■ **Your instructions**: From the number game problem statement, pull out the stretch from "# 651 (Div." through "the number itself." word for word.

■ **Passage given**:

═══

# 651 (Div. 2)C. Number Game (Game Theory, Thinking)

#### Title Description

Ashishgup and FastestFinger play a game.
They start with a number n and play in turns. In each turn, a player can make any one of the following moves:
Divide n by any of its odd divisors greater than 1.
Subtract 1 from n if n is greater than 1.
Divisors of a number include the number itself.
The player who is unable to make a move loses the game.
Ashishgup moves first. Determine the winner of the game if both of them play optimally.

Input

The first line contains a single integer t (1≤t≤100) — the number of test cases. The description of the test cases follows.
The only line of each test case contains a single integer — n (1≤n≤109).

Output

For each test case, print "Ashishgup" if he wins, and "FastestFinger" otherwise (without quotes).

═══

■ **Data listing**:
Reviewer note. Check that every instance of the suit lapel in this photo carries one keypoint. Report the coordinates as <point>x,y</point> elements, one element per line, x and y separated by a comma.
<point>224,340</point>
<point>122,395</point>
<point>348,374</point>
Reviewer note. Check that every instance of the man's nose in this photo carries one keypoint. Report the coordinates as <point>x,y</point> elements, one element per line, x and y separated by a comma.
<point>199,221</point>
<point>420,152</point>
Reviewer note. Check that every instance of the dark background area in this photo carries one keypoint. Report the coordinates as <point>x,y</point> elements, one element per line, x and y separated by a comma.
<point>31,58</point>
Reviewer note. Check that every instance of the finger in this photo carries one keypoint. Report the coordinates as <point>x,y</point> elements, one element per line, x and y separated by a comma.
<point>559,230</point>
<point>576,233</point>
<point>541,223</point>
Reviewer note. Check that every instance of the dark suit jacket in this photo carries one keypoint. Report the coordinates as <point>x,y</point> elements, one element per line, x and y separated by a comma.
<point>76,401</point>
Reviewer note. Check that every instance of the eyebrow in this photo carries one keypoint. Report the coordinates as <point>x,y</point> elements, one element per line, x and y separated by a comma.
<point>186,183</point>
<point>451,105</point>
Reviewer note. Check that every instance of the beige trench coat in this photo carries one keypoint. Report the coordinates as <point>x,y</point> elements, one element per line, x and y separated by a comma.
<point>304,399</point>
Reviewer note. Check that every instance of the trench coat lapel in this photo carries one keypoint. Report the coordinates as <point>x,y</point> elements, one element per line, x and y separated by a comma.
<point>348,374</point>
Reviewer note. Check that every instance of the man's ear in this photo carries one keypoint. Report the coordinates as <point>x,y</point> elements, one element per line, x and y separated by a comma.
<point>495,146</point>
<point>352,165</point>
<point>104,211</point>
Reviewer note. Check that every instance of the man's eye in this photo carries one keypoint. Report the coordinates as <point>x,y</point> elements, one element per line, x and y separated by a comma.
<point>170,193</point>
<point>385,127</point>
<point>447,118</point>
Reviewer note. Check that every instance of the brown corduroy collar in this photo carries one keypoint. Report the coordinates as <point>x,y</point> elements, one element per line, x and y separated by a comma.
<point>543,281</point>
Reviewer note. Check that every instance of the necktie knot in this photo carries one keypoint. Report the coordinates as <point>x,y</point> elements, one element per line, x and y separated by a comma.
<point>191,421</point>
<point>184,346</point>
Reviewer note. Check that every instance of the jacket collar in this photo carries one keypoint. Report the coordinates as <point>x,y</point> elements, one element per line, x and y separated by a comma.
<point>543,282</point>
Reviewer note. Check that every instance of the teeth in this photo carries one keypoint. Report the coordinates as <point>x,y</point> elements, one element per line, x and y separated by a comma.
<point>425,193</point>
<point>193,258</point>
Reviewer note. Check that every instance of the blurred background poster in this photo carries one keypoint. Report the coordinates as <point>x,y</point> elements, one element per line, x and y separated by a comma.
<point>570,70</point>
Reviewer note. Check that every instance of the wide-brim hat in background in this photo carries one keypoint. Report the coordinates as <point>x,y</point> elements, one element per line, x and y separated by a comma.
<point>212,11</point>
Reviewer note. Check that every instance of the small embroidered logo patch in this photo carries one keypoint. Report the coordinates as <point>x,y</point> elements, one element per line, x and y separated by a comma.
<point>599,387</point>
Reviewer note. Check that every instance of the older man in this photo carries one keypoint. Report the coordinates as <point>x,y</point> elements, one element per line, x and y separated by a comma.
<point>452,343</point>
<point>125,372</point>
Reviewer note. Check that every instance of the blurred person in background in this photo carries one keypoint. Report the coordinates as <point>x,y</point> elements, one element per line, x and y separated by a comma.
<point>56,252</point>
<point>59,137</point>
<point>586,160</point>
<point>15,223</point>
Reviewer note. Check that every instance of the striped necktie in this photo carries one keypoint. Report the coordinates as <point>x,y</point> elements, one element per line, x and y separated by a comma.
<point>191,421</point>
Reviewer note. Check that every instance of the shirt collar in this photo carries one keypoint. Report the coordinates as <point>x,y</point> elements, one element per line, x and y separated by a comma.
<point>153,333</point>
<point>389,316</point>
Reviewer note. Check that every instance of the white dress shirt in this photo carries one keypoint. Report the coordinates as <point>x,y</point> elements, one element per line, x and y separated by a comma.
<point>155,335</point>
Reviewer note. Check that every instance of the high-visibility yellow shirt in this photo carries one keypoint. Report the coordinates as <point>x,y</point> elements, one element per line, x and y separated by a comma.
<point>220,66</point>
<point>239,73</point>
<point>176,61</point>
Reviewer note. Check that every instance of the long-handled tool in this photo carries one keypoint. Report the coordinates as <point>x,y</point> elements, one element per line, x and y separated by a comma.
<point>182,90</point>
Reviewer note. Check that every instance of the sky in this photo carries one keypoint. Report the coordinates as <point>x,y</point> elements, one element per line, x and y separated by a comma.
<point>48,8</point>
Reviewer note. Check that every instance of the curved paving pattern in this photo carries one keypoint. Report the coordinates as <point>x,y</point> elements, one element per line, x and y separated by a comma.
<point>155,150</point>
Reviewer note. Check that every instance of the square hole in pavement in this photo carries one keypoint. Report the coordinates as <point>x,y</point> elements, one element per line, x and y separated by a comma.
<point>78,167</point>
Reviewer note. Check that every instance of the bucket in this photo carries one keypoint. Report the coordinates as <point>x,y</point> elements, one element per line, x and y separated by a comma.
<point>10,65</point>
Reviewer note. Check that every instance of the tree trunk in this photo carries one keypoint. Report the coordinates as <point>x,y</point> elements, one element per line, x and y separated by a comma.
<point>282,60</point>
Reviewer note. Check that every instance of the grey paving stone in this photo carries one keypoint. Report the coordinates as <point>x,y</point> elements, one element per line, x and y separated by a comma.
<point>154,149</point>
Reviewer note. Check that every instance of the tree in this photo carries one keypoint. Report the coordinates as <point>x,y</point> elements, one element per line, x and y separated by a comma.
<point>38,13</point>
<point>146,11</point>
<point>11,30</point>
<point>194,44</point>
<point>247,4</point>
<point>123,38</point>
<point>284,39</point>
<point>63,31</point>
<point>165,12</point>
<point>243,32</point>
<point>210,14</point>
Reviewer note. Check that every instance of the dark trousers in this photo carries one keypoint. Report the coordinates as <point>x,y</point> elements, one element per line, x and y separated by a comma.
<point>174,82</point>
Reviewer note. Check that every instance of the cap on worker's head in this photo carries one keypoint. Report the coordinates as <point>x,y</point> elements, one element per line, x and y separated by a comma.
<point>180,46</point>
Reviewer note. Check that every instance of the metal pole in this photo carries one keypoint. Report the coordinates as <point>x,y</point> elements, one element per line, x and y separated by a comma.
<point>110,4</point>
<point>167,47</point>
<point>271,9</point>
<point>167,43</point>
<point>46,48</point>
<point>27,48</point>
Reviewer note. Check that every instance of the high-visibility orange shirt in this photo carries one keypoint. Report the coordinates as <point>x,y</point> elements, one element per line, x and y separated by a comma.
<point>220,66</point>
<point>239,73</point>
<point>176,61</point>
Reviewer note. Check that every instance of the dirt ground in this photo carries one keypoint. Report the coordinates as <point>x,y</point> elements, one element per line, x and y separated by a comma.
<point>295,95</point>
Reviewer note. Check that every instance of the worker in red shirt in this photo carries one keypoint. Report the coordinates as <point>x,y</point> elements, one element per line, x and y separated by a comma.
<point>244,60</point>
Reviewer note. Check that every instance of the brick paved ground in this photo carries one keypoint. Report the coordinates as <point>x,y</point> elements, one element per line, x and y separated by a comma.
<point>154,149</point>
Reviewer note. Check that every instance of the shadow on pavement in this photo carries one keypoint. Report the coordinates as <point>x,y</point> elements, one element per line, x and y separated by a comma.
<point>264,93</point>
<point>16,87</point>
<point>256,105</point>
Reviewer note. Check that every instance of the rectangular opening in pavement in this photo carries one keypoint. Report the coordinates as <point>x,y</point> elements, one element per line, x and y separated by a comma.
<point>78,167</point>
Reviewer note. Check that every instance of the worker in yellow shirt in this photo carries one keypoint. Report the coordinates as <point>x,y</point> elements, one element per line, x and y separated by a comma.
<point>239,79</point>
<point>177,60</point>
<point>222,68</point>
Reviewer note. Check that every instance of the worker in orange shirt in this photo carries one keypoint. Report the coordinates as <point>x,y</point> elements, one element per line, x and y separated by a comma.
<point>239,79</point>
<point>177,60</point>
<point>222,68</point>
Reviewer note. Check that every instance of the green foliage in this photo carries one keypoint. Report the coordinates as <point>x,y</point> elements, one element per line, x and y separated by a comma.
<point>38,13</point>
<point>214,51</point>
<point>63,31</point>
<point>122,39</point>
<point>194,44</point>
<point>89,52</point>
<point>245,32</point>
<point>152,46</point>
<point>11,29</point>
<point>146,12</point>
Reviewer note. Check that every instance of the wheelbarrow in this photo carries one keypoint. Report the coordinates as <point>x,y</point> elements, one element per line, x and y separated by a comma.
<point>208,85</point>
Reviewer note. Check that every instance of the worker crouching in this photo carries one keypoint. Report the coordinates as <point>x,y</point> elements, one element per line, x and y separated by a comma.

═══

■ **Exercise solution**:
# 651 (Div. 2)C. Number Game (Game Theory, Thinking)

#### Title Description

Ashishgup and FastestFinger play a game.
They start with a number n and play in turns. In each turn, a player can make any one of the following moves:
Divide n by any of its odd divisors greater than 1.
Subtract 1 from n if n is greater than 1.
Divisors of a number include the number itself.